Please output exactly the lines from the one containing "Could you point to the overcast" through the last line of the records, both included.

→ Records excerpted from a collection:

┄┄┄┄┄┄

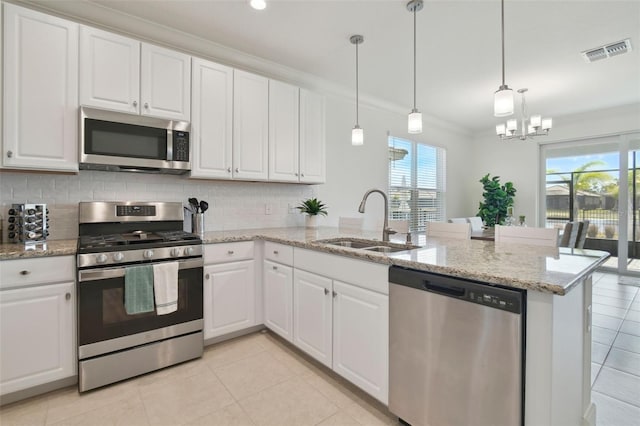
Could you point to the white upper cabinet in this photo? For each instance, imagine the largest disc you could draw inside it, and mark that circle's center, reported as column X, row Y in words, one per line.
column 312, row 137
column 40, row 107
column 212, row 120
column 110, row 70
column 165, row 83
column 250, row 126
column 283, row 132
column 122, row 74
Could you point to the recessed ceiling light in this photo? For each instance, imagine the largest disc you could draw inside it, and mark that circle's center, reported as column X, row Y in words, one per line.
column 258, row 4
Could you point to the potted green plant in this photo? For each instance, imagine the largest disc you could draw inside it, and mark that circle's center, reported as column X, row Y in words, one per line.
column 312, row 207
column 497, row 200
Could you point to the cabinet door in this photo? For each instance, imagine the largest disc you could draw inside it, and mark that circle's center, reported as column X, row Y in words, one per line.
column 361, row 338
column 37, row 336
column 278, row 298
column 250, row 126
column 109, row 71
column 40, row 109
column 283, row 131
column 312, row 309
column 212, row 120
column 312, row 138
column 165, row 83
column 229, row 298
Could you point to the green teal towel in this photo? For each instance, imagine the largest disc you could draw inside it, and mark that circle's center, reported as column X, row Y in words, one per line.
column 138, row 289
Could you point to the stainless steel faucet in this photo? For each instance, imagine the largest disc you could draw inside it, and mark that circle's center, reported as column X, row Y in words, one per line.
column 386, row 231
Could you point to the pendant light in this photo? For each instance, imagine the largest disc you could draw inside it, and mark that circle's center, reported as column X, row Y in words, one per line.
column 357, row 134
column 503, row 98
column 415, row 116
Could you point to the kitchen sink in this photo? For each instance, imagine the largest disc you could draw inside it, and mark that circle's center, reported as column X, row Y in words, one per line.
column 368, row 245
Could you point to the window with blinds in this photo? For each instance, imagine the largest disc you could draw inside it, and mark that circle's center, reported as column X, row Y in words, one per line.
column 416, row 183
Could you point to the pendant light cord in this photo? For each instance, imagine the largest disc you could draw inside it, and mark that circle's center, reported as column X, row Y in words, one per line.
column 502, row 26
column 357, row 97
column 414, row 57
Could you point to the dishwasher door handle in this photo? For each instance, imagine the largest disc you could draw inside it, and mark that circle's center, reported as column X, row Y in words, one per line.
column 443, row 289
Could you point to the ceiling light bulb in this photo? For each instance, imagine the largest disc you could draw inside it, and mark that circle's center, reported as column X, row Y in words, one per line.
column 503, row 102
column 415, row 121
column 258, row 4
column 357, row 136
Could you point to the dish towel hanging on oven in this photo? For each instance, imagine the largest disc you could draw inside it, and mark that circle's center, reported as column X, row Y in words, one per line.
column 138, row 289
column 165, row 284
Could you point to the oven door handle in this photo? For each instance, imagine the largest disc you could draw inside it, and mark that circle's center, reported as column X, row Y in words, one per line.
column 101, row 274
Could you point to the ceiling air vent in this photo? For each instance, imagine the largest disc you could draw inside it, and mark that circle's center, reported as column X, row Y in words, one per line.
column 607, row 51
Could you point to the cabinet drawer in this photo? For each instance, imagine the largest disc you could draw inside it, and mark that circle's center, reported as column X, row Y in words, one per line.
column 369, row 275
column 228, row 252
column 26, row 272
column 278, row 253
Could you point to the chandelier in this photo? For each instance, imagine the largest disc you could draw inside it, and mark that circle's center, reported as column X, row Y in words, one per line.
column 529, row 126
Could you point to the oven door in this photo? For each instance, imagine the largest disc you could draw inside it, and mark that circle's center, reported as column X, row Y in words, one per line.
column 104, row 326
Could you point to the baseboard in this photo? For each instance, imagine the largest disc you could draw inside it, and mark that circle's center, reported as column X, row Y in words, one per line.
column 37, row 390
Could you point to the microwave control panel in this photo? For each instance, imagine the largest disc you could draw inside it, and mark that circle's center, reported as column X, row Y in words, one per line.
column 180, row 146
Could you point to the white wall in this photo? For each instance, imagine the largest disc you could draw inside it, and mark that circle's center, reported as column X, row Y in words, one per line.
column 352, row 170
column 518, row 161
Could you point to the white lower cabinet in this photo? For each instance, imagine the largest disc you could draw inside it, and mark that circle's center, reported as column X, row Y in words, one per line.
column 37, row 323
column 229, row 289
column 277, row 282
column 360, row 337
column 312, row 312
column 344, row 325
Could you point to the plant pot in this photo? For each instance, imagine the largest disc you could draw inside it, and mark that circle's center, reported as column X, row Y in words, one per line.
column 311, row 221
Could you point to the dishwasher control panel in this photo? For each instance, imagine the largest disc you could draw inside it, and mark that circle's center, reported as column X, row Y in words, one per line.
column 458, row 288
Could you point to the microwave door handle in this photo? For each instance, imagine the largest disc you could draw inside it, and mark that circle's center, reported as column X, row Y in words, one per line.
column 102, row 274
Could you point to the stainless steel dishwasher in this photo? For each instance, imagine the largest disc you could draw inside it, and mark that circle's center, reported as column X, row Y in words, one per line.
column 456, row 351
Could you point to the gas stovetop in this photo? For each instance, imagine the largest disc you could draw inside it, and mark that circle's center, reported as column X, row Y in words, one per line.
column 120, row 233
column 135, row 240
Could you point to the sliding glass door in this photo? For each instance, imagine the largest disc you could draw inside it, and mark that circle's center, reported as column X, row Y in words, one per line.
column 597, row 182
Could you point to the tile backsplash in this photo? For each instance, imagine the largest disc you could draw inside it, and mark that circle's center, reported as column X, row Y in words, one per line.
column 232, row 205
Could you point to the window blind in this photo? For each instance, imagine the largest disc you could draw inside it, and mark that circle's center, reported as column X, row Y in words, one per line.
column 416, row 182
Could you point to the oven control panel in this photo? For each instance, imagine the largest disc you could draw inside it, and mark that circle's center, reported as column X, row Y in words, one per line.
column 158, row 254
column 129, row 210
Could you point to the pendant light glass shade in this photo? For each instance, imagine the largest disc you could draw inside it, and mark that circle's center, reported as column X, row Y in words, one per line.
column 357, row 136
column 415, row 122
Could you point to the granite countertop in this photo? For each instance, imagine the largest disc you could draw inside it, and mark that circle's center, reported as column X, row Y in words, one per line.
column 544, row 269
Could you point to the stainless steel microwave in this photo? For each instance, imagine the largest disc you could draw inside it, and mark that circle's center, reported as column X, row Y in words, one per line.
column 118, row 141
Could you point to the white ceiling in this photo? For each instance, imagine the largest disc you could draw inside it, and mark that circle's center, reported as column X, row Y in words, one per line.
column 458, row 48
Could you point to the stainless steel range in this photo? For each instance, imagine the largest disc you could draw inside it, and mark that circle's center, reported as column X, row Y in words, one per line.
column 115, row 237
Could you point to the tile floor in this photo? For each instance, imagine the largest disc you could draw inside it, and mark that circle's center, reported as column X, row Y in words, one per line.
column 252, row 380
column 615, row 351
column 258, row 380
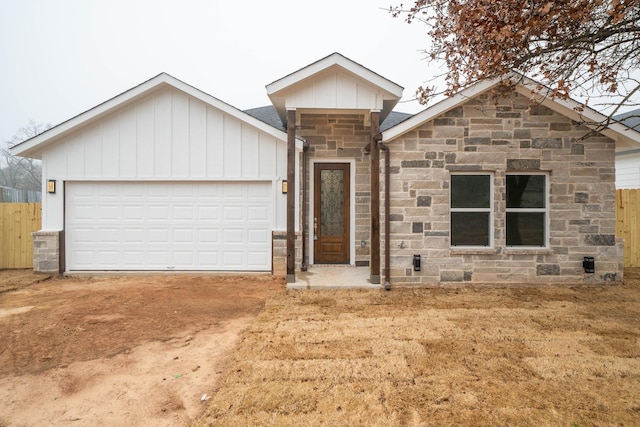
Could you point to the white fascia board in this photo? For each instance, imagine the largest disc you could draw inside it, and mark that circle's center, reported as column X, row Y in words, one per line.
column 33, row 147
column 571, row 109
column 329, row 61
column 528, row 88
column 438, row 109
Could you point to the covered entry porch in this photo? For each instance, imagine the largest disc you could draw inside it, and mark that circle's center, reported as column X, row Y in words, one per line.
column 333, row 194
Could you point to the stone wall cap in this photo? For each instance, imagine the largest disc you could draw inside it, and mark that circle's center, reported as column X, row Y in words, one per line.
column 46, row 233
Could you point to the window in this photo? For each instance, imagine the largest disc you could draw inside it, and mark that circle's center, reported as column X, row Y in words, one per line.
column 471, row 209
column 527, row 210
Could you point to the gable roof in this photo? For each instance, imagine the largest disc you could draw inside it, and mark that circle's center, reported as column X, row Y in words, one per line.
column 269, row 115
column 33, row 147
column 625, row 136
column 277, row 90
column 630, row 119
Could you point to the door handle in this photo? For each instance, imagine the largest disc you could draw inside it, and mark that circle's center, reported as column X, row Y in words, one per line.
column 315, row 228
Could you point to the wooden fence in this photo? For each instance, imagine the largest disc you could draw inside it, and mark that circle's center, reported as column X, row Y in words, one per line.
column 628, row 224
column 17, row 221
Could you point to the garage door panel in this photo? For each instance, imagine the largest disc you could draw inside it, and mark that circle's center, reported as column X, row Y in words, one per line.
column 168, row 226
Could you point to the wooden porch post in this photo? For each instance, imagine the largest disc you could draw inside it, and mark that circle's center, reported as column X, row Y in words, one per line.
column 375, row 199
column 291, row 196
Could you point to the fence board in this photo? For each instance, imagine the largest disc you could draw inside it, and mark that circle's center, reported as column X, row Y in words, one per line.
column 17, row 221
column 628, row 224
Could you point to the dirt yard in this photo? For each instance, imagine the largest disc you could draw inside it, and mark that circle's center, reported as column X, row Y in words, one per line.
column 115, row 351
column 528, row 356
column 144, row 351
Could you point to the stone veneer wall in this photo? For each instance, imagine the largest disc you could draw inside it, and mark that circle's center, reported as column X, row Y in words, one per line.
column 342, row 136
column 46, row 251
column 510, row 136
column 279, row 253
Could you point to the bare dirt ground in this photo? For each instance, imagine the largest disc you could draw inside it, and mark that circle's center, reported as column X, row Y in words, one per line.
column 521, row 356
column 117, row 351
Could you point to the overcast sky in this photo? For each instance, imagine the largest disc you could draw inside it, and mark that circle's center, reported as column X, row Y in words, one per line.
column 59, row 58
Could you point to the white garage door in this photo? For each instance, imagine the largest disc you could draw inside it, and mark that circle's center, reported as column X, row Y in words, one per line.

┄┄┄┄┄┄

→ WRITTEN RESPONSE:
Could you point to the overcast sky in this photo? For each instance, imagine the largest disc you could draw inside it, and mark that circle's center, reported as column X, row Y in words, one per line.
column 59, row 58
Could you point to the white garage door in this photo? For each instance, imagine the largest disc you could draw inside it, and mark that circle's center, reported as column X, row Y in words, one per line.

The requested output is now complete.